THE REQUEST
Return, word for word, the portion of the Kafka thread between "I am using the" and "data got stringified.", inclusive.

Search code examples
apache-sparkspark-structured-streaming

Sending json events to kafka in non-stringified format


I have created a dataframe like below, where I have used to_json() method to create JSON array value.

+---------------------------------------------------------------------------------------------------- 

|json_data                                                                                                  |
+-----------------------------------------------------------------------------------------------------------+
|{"name":"sensor1","value-array":[{"time":"2020-11-27T01:01:00.000Z","sensorvalue":11.0,"tag1":"tagvalue"}]}|
+-----------------------------------------------------------------------------------------------------------+

I am using the below method to send the dataframe to a kafka topic. But when I consume the data which has been sent to the kafka topic, I could see the json data got stringified.

Code to push the data to kafka:

outgoingDF.selectExpr("CAST(Key as STRING) as key", "to_json(struct(*)) AS value")
        .write
        .format("kafka")
        .option("topic", "topic_test")
        .option("kafka.bootstrap.servers", "localhost:9093")
        .option("checkpointLocation", checkpointPath)
        .option("kafka.sasl.mechanism", "PLAIN")
        .option("kafka.security.protocol", "SASL_SSL")
        .option("truncate", false)
        .save()

Stringified data being received in kafka:

{
    "name": "sensor1",
    "value-array": "[{\"time\":\"2020-11-27T01:01:00.000Z\",\"sensorvalue\":11.0,\"tag1\":\"tagvalue\"}]"
}

How can we send the data to kafka topic, so that we dont see stringified jsons as output ?


Solution

  • json_data is of type string & again you are passing json_data to to_json(struct("*")) function.

    Check value column which is going to kafka.

    df.withColumn("value",to_json(struct($"*"))).show(false)

Dataset rows:

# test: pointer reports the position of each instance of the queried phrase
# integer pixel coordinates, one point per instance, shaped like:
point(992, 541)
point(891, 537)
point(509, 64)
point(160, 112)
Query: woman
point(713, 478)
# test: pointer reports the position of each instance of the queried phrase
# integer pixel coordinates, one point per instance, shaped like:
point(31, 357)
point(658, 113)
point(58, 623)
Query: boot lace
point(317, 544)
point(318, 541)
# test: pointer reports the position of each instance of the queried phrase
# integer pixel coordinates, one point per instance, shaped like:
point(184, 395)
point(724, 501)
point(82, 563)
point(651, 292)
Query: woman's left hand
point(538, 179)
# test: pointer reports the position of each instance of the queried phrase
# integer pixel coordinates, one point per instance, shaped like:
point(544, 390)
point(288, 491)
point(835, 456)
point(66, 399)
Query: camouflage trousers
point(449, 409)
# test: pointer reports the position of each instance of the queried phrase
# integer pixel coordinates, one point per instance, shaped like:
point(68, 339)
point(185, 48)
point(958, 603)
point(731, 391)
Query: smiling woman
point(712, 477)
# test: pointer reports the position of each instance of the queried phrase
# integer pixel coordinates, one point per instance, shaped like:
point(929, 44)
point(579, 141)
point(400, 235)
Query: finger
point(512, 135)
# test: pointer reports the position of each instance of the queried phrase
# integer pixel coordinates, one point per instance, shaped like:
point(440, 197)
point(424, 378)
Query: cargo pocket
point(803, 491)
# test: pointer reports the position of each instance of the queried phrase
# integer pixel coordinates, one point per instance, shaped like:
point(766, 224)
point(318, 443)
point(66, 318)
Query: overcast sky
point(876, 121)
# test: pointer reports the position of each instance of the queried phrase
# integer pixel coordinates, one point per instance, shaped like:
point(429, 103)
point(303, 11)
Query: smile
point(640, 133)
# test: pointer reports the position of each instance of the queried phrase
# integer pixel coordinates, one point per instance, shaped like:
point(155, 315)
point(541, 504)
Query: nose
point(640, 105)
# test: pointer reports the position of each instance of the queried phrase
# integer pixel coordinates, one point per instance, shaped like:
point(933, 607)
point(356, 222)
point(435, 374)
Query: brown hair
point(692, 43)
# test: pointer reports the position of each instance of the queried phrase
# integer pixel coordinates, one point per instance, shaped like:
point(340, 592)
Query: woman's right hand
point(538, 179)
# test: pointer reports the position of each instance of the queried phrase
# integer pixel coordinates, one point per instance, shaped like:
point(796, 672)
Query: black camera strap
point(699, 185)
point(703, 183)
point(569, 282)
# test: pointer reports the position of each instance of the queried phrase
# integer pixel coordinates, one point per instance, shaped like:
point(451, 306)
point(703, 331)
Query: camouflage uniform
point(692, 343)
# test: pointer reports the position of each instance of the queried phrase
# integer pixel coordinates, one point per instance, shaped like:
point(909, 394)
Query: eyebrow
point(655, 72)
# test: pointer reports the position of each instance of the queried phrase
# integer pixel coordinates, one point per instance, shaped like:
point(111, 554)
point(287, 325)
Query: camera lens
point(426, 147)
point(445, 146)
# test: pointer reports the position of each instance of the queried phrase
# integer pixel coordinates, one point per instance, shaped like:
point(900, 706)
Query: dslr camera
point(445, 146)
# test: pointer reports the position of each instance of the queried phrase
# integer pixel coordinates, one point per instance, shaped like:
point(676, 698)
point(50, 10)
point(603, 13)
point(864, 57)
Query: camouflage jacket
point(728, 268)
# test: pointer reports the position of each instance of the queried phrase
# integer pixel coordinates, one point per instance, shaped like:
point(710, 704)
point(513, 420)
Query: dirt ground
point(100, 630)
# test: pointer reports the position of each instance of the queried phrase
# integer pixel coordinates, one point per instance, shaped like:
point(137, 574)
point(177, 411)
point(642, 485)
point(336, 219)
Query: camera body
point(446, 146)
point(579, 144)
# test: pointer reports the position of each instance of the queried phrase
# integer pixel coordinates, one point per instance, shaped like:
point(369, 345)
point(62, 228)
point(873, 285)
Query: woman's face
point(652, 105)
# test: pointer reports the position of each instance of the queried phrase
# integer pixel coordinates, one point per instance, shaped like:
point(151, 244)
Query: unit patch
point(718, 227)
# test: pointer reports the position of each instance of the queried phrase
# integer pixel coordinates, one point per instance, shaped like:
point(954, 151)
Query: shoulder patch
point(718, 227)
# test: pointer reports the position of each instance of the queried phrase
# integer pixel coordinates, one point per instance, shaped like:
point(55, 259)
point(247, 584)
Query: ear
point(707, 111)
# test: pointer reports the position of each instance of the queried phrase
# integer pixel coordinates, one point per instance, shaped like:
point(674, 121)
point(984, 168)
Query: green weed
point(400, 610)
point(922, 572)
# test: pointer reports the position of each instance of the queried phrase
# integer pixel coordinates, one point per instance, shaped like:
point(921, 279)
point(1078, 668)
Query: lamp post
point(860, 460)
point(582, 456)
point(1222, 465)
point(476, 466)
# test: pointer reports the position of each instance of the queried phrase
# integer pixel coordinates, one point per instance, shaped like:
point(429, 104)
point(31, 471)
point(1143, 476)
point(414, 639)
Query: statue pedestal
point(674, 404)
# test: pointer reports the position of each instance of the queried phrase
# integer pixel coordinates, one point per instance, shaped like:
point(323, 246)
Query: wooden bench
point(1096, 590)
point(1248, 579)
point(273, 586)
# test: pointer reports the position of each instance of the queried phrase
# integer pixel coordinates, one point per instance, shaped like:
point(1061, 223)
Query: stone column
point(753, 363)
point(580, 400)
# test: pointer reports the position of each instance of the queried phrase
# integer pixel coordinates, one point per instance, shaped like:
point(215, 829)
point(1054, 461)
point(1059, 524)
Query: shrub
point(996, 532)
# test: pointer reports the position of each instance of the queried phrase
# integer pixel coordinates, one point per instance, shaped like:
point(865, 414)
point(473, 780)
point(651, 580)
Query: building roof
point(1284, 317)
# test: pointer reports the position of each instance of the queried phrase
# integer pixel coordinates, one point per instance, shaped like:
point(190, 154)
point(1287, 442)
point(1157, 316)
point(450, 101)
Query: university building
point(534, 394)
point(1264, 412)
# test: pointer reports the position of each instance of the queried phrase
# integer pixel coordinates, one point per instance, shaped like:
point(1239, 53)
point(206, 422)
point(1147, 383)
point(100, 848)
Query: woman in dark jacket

THE RESPONSE
I am using the below method to send the dataframe to a kafka topic. But when I consume the data which has been sent to the kafka topic, I could see the json data got stringified.